• _Ejercicio 1_:
En el texto sobre la película de Paz Encina, ¿qué edad tiene Paz en la única foto que guarda junto a su hermano?
• _Ejercicio 2_:
Explica en una a tres oraciones para qué usa Paz Encina las fotos de otros niños, según el texto sobre su película.
• _Ejercicio 3_:
Sigue escribiendo el texto sobre la película de Paz Encina a partir de su última oración.

• _Fragmento del texto_:
Los recuerdos concomitan más con las dudas que con la “objetividad”. El pasado difumina toda certeza, y se convierte en un océano de ambivalencias. Recordar no es recapitular hechos, sino sumergirse en un vórtice de sensaciones, dejarse absorber por un agujero negro, navegar por sus entrañas libres de todos los condicionamientos de lo entendido vulgarmente como realidad, hasta salir al otro lado, a través del agujero blanco.
En el mismo umbral aguarda un rosario de recuerdos nuevos, un inventario de versiones de uno mismo al que ya se puede acceder al unísono. El yo se multiplica en las variantes derivadas de cada decisión tomada. Solo que aquí se pude decir que sí y no a la vez, se puede dormir y estar despierto simultáneamente.
La felicidad es uno de estos territorios más allá del agujero blanco por el que Paz Encina se permite entrar y dejar testimonio, valiéndose sobre todo de fotos de otros niños, de otra hermana mayor (Martina Cabrera Dos Santos) y otro hermano menor (Aquiles Rauddi Dos Santos) a los que transfiere sus memorias. En sus respectivas y alegres purezas, sus paseos, y su felicidad conjunta, las efigies fotográficas de estos niños resultan suerte de médiums óptimos que la Paz niña y su hermano niño terminan poseyendo, para así consumar experiencias negadas, interrumpidas o sencillamente no contempladas en sus primeras vidas.
Son imágenes subrogadas que ubican a la película en el amplio centro de las discusiones interminables sobre la representación fílmica, las relaciones entre audiovisual y verdad, la propia noción de documento, y la memoria como esencia de lo cinematográfico.
La nitidez de las imágenes (de Martina y Aquiles) del nuevo pasado que Encina construye para sí y su hermano, contrastan con la difuminación mustia que exhibe la única fotografía que posee junto a él: Paz con 11 años recién cumplidos, su hermano apenas un bebé azorado.

• _Material de estudio_:
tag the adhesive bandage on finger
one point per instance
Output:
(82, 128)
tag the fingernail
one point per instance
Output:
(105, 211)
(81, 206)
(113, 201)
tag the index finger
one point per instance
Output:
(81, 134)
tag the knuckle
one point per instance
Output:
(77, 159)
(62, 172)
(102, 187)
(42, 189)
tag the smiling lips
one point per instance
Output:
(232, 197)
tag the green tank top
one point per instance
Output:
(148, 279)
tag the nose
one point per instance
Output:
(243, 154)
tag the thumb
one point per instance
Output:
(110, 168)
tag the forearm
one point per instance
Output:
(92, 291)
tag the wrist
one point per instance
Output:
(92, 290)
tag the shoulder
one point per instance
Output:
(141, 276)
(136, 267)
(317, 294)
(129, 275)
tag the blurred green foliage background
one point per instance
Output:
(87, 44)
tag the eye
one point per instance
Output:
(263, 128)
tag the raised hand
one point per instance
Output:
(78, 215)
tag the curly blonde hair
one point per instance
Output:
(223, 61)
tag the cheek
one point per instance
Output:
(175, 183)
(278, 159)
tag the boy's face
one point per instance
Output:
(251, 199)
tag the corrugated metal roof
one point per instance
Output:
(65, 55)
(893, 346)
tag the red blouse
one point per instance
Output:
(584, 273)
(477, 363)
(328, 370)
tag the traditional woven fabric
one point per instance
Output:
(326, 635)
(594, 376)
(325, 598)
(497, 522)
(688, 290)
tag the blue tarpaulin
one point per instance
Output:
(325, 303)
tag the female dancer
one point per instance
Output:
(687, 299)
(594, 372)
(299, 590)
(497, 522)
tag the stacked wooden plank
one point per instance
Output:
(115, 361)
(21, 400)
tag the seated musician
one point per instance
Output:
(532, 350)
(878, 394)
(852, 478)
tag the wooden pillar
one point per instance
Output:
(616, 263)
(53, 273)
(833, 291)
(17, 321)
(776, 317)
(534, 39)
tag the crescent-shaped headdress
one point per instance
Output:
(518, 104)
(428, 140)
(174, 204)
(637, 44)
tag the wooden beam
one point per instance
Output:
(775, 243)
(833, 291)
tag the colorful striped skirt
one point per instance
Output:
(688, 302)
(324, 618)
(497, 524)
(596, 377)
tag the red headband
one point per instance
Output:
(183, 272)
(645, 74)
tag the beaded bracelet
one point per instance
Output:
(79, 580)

• _Tu respuesta 1_:
Once años recién cumplidos.

• _Tu respuesta 2_:
Encina les pasa sus recuerdos a esas fotos de Martina y Aquiles, que funcionan como médiums que la Paz niña y su hermano terminan poseyendo. Así pueden vivir experiencias que les fueron negadas, que se interrumpieron o que no estuvieron previstas en sus primeras vidas.

• _Tu respuesta 3_:
El blanco y negro de preciosistas luces, sombras, tonos y texturas, a la vez que atemporal, a buen resguardo de precisiones epocales demasiado rigurosas, contrasta con el mortecino cromatismo que luce la foto huérfana, fruto de una tecnología empeñada en relucir con los colores del presente y los tonos de lo que entonces se consideraba el futuro.
La película también parece querer en algún momento reconstruirle el pasado a fotografías huérfanas de otros niños paraguayos, recuperadas de archivos policiales de las épocas dictatoriales, uno de los grandes tópicos del cine de Encina (Arribo, familiar, Ejercicios de memoria).
Pretende quizás adoptarlas y engarzarlas en un gran mapa de afectos y experiencias, destilar la felicidad que se asienta tras los colores en descomposición, llevarlos a todos en corro junto a la bahía de Asunción, consumando así todas las posibilidades sin germinar que esperan en el corazón de las imágenes. Paz Encina también construye recuerdos nuevos para estas fotografías viejas, les teje memorias, les insufla el soplo vital, les recupera el alma.
En La felicidad confluyen entonces imágenes del presente que interpretan recuerdos, e imágenes del pasado que buscan desesperadas trascender hasta el presente. Como Paz Encina se acusa de saber demasiado de la pérdida, en este cortometraje parecer querer dominar el territorio de la recuperación, los reencuentros, los retornos, las restauraciones.
Es un gesto de sanación y restitución, de completamiento perpetuo. La felicidad es un estado del espíritu que requiere de numerosas vidas y múltiples intentos para cristalizar. Necesita quebrar la dictadura del tiempo lineal, socavar la rigidez axiomática de las categorías de pasado, presente y futuro; propiciar el libre y eterno retorno, la plena reescritura de las memorias, el cultivo de recuerdos sin fecha.